▶ _Problem to solve_: The records should be written out in full, with nothing altered.

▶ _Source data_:

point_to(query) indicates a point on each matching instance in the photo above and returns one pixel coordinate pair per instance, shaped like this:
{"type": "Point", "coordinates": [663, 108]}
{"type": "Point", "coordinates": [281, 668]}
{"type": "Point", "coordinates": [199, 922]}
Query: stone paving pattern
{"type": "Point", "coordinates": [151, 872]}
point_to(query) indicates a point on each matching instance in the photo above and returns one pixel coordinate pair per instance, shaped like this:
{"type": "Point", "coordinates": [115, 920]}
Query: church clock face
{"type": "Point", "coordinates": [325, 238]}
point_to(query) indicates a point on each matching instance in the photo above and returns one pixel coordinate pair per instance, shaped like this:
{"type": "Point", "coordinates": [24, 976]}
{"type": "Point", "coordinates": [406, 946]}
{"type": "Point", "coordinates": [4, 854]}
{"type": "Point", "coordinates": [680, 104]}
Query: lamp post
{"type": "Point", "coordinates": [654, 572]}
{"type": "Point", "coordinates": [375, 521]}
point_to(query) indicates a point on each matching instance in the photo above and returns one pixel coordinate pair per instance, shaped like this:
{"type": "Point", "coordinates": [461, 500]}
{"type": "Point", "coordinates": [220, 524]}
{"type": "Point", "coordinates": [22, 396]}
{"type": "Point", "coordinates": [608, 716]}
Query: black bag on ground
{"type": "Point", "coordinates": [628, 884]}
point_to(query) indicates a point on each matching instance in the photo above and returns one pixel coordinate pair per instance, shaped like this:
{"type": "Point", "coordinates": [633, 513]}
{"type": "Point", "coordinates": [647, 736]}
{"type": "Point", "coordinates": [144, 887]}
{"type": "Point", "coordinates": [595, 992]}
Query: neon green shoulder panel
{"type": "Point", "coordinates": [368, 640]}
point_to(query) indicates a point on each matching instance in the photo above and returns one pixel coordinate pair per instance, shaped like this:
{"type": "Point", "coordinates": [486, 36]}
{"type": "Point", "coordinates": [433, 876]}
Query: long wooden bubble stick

▶ _Exercise response_:
point_to(query) indicates a point on each matching instance in the photo above and returns one pixel coordinate pair per instance, shaped like this:
{"type": "Point", "coordinates": [663, 108]}
{"type": "Point", "coordinates": [281, 668]}
{"type": "Point", "coordinates": [199, 922]}
Query: stone paving pattern
{"type": "Point", "coordinates": [151, 872]}
point_to(query) indicates a point on each matching instance in the photo above and returns one pixel coordinate pair per instance, shaped like this:
{"type": "Point", "coordinates": [115, 920]}
Query: church clock face
{"type": "Point", "coordinates": [325, 238]}
point_to(query) indicates a point on each matching instance in the photo above and returns one pixel coordinate pair per instance, shaped like this:
{"type": "Point", "coordinates": [24, 976]}
{"type": "Point", "coordinates": [406, 946]}
{"type": "Point", "coordinates": [4, 854]}
{"type": "Point", "coordinates": [680, 104]}
Query: lamp post
{"type": "Point", "coordinates": [654, 572]}
{"type": "Point", "coordinates": [375, 521]}
point_to(query) indicates a point on each matching instance in the photo above and returns one pixel coordinate pair per instance, shaped like this:
{"type": "Point", "coordinates": [461, 500]}
{"type": "Point", "coordinates": [220, 524]}
{"type": "Point", "coordinates": [22, 396]}
{"type": "Point", "coordinates": [608, 716]}
Query: black bag on ground
{"type": "Point", "coordinates": [628, 884]}
point_to(query) indicates a point on each matching instance in the photo above and returns one pixel coordinate pair per instance, shaped like this:
{"type": "Point", "coordinates": [633, 513]}
{"type": "Point", "coordinates": [647, 736]}
{"type": "Point", "coordinates": [144, 887]}
{"type": "Point", "coordinates": [595, 992]}
Query: neon green shoulder panel
{"type": "Point", "coordinates": [368, 640]}
point_to(query) indicates a point on each matching instance in the photo above and returns one pixel coordinate pair per instance, shaped like this:
{"type": "Point", "coordinates": [486, 36]}
{"type": "Point", "coordinates": [433, 876]}
Query: long wooden bubble stick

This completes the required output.